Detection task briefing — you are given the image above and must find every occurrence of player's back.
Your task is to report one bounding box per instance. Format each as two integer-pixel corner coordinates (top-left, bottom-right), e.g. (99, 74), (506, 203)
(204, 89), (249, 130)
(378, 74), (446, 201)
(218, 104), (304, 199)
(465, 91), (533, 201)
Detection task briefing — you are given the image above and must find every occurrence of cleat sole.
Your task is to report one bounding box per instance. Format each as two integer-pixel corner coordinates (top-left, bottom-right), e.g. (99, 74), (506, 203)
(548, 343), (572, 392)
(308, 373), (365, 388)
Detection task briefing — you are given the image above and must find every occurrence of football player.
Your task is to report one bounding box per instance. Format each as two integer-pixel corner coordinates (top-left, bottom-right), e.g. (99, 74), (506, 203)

Stated exercise
Return, word for word, the lines of the records from the one containing "of football player." through the end of the records.

Final result
Detection task briefing — you are given the image above and must find every occurrence of football player.
Your task is to report one bounding box per instance. Format each as two integer-pixel corner coordinates (top-left, bottom-right), e.g. (99, 74), (506, 203)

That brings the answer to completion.